_TASK BRIEF_:
Report, as a single figure, how many lines in the records below include "photo".

_STORED DATA_:
▬▬▬▬▬▬▬▬▬▬
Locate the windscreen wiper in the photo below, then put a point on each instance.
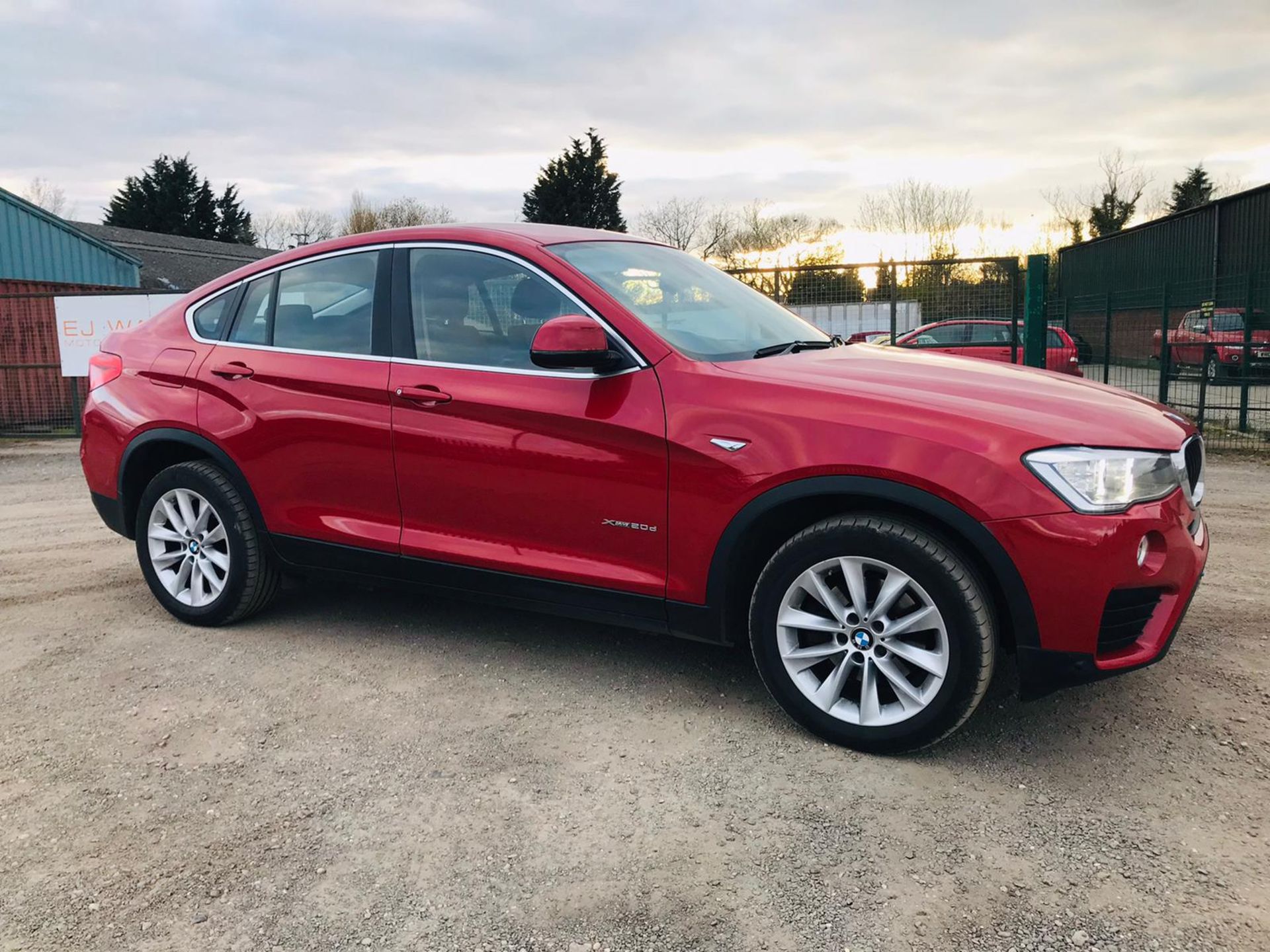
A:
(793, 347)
▬▬▬▬▬▬▬▬▬▬
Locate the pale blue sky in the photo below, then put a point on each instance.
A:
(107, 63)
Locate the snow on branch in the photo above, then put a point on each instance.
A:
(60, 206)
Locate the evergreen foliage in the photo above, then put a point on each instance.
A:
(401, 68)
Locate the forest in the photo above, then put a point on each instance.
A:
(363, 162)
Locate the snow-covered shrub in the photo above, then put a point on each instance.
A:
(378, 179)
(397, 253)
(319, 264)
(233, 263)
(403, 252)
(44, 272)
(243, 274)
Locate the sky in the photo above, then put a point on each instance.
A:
▬▬▬▬▬▬▬▬▬▬
_RESPONSE_:
7